**TASK DIRECTIONS:**
Output the records that follow, keeping every line exactly as it is.

**SOURCE MATERIAL:**
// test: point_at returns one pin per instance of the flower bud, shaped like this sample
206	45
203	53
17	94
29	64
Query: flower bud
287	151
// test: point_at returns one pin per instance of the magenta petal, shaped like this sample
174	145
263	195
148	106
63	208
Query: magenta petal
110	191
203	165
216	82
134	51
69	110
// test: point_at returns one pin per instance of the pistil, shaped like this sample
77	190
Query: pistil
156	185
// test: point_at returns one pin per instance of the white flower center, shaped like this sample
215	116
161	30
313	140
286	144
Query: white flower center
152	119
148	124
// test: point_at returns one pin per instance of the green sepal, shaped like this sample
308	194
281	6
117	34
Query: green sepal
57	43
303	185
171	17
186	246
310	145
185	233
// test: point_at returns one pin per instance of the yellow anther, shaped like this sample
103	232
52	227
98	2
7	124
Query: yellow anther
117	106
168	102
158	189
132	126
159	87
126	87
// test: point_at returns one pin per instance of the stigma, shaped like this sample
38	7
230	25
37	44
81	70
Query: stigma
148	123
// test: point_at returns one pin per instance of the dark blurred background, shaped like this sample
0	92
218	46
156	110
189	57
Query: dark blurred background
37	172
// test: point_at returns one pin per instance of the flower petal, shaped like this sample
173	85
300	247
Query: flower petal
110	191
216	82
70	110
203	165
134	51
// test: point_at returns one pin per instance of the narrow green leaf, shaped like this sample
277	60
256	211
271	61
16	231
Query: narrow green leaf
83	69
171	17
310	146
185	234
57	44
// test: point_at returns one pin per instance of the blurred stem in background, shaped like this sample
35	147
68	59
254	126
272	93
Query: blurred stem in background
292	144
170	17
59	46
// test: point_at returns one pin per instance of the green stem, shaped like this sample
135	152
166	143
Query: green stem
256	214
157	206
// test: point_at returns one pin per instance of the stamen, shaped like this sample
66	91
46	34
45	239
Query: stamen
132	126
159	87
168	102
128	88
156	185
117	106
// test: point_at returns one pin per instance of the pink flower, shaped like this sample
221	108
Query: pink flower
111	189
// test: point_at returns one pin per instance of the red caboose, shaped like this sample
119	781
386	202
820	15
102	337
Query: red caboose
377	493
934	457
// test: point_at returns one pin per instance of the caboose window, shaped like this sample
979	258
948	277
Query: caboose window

**SOLUTION:**
// test: point_at returns one pin per instance of the flower bud, shaped like this sample
206	45
203	53
17	94
29	64
Query: flower bud
287	151
// test: point_at returns one pin per instance of the magenta petal, shaped like this sample
174	145
263	195
148	106
63	208
Query: magenta petal
110	191
203	165
216	82
134	51
69	110
// test: point_at returns one pin per instance of the pistil, shaped like this sample
77	190
Query: pistil
156	185
// test: point_at returns one pin per instance of the white flower center, shaped like this sample
215	116
161	30
313	140
286	144
Query: white flower center
152	119
148	124
// test: point_at returns one pin per instance of the green sepal, shaped like this sample
308	194
281	6
117	34
Query: green sepal
57	43
303	185
171	17
186	246
310	145
185	233
// test: point_at returns one pin per instance of the yellow anther, shaped like this sample
103	232
52	227
98	2
7	124
Query: yellow anther
117	106
168	102
158	189
132	126
159	87
126	87
// test: point_at returns one pin per instance of the stigma, shaped like this sample
38	7
230	25
37	44
81	70
Query: stigma
148	123
// test: point_at returns one pin per instance of the dark blurred background, shaped like this sample
0	92
218	46
156	110
189	57
Query: dark blurred background
37	172
// test: point_at returns one pin per instance of the flower petal, shaped like this sample
173	85
300	247
Query: flower petal
110	191
216	82
70	110
203	165
134	51
// test: point_at returns one pin per instance of the narrow green leaf, shaped like this sample
277	60
256	211
271	61
16	231
Query: narrow green leaf
83	69
171	17
310	146
185	234
57	44
// test: point_at returns one pin per instance of the blurred stem in background, shaped like this sample
35	147
68	59
254	126
272	93
Query: blurred stem in background
292	144
170	17
59	46
// test: point_at returns one pin per instance of the green stem, shaped like this sample
135	152
166	143
Query: green stem
256	214
157	206
// test: point_at returns one pin per instance of the stamen, shaped like this sample
66	91
46	34
45	239
Query: stamen
132	126
159	87
168	102
128	88
156	185
117	106
// test: point_at returns one pin per instance of the pink flower, shaped like this sample
221	108
Query: pink flower
111	189
// test: point_at returns one pin per instance of the red caboose, shaped like this sample
119	781
386	202
820	15
102	337
Query: red caboose
377	493
934	457
// test: point_at returns one pin per instance of the caboose window, shaped like this sample
979	258
948	277
Query: caboose window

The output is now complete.